Entries shown =
§

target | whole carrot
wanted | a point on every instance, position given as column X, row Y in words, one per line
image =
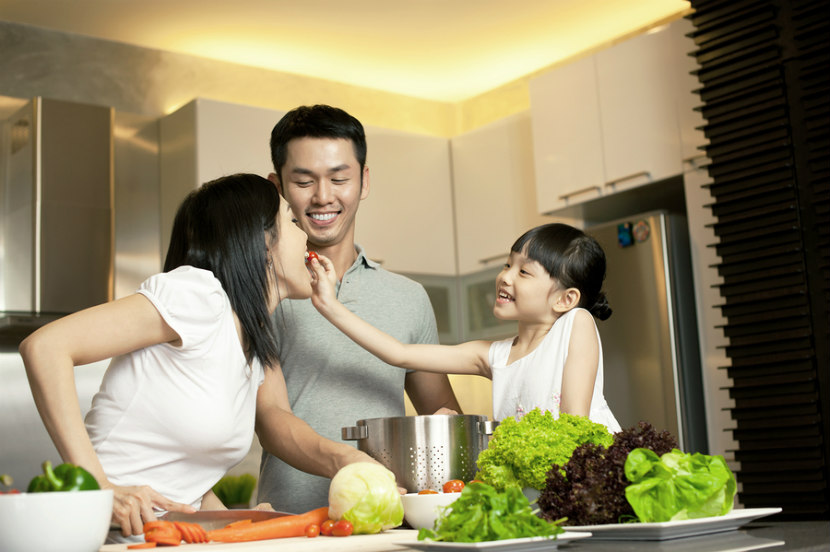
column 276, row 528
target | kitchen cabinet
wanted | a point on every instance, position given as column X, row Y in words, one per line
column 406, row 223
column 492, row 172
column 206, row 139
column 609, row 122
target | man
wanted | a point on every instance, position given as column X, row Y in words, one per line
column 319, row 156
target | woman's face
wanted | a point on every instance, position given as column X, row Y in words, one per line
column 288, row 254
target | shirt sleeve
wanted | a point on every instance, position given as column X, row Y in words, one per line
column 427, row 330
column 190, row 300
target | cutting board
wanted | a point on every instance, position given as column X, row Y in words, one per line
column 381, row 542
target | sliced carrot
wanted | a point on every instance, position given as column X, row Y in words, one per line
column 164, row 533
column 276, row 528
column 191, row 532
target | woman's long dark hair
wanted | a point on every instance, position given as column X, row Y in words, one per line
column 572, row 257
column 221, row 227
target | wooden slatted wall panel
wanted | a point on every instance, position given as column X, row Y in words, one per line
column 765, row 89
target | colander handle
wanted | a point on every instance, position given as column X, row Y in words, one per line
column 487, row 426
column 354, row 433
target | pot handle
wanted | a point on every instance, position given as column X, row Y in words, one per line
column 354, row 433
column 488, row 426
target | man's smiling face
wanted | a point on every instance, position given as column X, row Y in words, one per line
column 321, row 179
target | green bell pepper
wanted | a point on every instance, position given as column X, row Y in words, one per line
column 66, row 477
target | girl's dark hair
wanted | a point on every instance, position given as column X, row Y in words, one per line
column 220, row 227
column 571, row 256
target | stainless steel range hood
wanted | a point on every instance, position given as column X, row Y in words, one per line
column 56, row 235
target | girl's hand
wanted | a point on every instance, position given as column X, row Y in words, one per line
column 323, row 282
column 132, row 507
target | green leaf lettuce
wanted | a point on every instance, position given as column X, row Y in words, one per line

§

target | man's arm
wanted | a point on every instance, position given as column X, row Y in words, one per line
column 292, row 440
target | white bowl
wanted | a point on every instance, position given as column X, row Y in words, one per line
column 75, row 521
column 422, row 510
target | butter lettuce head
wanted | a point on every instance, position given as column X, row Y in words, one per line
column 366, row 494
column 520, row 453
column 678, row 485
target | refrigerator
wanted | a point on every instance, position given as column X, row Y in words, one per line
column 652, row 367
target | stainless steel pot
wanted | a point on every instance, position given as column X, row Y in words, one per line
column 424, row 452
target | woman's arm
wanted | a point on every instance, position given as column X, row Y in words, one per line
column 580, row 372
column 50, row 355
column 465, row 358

§

Copy out the lines from the line with "target | man's arm" to the line with "column 465, row 358", both included, with no changes.

target | man's arm
wanted | a point on every instance, position given as column X, row Y in words, one per line
column 292, row 440
target | white bowl
wanted | a point on every instance, position given as column X, row Y in words, one per line
column 75, row 521
column 422, row 510
target | butter lettuce head
wanted | a point on every instance, position given as column X, row Y in words, one per line
column 366, row 494
column 520, row 453
column 678, row 485
target | refrigerator
wanted | a point on every instance, position given as column X, row Y in words, one per line
column 652, row 367
target | stainless steel pot
wanted | a point on every instance, position given as column X, row Y in words, one per line
column 424, row 452
target | woman's arm
wanted | a point on every instance, position given as column X, row Y in words, one per line
column 580, row 372
column 50, row 355
column 465, row 358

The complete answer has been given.